__TASK ITEM 1__: Decide whether each statement agrees with the RCC immunotherapy passage, answering yes or no and quoting the deciding words of that passage: (a) a posttreatment rise in CD8⁺ CTL activity appeared in three of the six patients tested; (b) that rise in CTL activity tracked the clinical responses; (c) the four patients tested showed an increase in antigen-specific CD8⁺ T-cell precursor frequency.
__TASK ITEM 2__: Carry the RCC immunotherapy passage forward from its final sentence.

___ TEXT SECTION

We previously reported that CD8⁺ CTL activity in advanced RCC patients is impaired but can be restored with IL-2 in vitro (33). In our current study, we observed a posttreatment increase in CD8⁺ CTL activity in three of the six patients tested, although this did not necessarily correlate with the clinical responses. The lack of a consistent increase in CTL activity, particularly in patients with clinical responses, may reflect the individual heterogeneity in a functional TCRζ signaling apparatus in peripheral blood lymphocytes (11, 12, 21, 32). To isolate a more tumor-specific immune response, we used a dye dilution proliferation assay to measure IFN-γ–producing CD4⁺ or CD8⁺ T cells in response to the culture with tumor lysate–loaded, autologous DCs (53, 54). Thus far, four patients who were tested exhibited an increase in at least one time point in antigen-specific CD4⁺ T-cell precursor frequency in response to treatment.

Our encouraging preliminary results raise the possibility of enhancing the objective response rate and, particularly, the durable clinical responses with therapy that takes advantage of enhancing inflammatory and limiting regulatory pathways.

Dr. Atkins: What is the end point of your renal cancer vaccine trial?

______
___ EXERCISE DATA

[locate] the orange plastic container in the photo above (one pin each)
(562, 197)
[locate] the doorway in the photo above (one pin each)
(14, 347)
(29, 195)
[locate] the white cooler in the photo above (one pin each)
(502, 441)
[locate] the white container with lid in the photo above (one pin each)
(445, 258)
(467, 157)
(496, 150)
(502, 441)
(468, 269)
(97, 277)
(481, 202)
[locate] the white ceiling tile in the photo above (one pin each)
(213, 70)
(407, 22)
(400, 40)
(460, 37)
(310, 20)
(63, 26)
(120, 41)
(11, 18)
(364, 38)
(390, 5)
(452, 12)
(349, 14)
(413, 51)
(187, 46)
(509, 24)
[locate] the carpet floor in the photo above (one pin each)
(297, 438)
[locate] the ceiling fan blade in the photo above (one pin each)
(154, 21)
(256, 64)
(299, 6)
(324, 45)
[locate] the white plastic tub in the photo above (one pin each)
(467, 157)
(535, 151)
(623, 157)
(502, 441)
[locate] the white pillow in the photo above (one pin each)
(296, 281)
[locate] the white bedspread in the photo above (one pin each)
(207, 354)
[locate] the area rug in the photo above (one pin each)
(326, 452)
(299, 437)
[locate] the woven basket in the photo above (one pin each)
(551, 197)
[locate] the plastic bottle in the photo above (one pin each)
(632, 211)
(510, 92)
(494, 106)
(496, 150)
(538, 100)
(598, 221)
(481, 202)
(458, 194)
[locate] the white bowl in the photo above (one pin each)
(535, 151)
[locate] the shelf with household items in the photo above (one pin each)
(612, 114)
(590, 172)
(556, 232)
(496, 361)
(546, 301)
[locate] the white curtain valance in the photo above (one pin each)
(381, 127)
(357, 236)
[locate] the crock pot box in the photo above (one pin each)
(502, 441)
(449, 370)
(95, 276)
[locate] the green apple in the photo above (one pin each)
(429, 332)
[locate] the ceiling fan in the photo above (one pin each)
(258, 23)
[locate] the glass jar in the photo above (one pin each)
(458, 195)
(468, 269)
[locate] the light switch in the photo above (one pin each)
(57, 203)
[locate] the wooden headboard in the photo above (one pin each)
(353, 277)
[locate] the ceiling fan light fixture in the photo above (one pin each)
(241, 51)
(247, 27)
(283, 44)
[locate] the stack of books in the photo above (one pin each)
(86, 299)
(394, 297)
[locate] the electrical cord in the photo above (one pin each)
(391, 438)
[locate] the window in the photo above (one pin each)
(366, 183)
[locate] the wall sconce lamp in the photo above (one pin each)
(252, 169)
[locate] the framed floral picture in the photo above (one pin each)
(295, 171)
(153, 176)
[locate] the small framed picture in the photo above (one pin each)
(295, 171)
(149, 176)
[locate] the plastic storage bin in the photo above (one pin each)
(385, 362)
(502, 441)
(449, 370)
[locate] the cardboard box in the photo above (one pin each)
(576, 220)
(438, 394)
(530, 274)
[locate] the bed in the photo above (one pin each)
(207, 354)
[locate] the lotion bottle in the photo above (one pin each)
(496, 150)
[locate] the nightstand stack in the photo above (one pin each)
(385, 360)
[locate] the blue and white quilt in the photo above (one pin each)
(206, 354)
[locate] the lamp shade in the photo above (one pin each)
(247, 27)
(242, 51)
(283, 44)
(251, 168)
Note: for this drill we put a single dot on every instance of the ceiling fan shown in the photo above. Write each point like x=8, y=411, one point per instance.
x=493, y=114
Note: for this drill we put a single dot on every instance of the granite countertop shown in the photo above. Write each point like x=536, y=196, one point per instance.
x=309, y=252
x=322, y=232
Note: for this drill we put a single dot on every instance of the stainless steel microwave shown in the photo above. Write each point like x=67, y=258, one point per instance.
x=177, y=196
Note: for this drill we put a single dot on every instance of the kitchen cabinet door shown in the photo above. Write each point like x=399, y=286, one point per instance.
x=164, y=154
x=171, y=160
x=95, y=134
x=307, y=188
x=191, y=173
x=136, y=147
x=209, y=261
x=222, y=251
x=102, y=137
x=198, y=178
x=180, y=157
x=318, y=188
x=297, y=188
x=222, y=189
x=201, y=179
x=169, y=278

______
___ EXERCISE DATA

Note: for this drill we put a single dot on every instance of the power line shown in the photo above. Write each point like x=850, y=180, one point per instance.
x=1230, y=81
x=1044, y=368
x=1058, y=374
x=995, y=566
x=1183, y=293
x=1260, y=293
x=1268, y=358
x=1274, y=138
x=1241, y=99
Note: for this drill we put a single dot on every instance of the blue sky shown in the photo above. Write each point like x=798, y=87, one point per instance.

______

__TASK ANSWER 1__:
(a) Yes: "we observed a posttreatment increase in CD8⁺ CTL activity in three of the six patients tested"
(b) No: "although this did not necessarily correlate with the clinical responses"
(c) No: "exhibited an increase in at least one time point in antigen-specific CD4⁺ T-cell precursor frequency"

__TASK ANSWER 2__:
Dr. Ernstoff: This is a classic two-stage, phase 2 trial design, employing response as a primary end point. We've already seen six responders in the first cohort of patients, which exceeds our criteria for the first stage, and thus anticipate accruing our planned 33 patients.

Dr. Vieweg: What kind of T-cell subsets do you induce during vaccination? Do you get T-cell memory? Do you induce CD4 or CD8 T-cell responses?

Dr. Ernstoff: We are still in the process of analyzing data for specific T-cell subsets. We are employing a panel using seven-color flow cytometry to determine the induction of different CD8 and CD4 T-memory and T-effector cells. The tumor-specific proliferation assay that we employ uses autologous DCs loaded with lysed tumor cells or unloaded DCs as stimulators and peripheral blood lymphocytes as responding cells. By use of the dye dilution method and subtraction of the fraction of T cells proliferating in response to unloaded DCs, we can determine tumor-specific T-cell responses in peripheral blood lymphocytes. We are still in the process of completing this assessment in all patients, but preliminary data suggest induction of tumor-specific CD4 response to treatment.

Dr. Vieweg: Are your DCs migratory?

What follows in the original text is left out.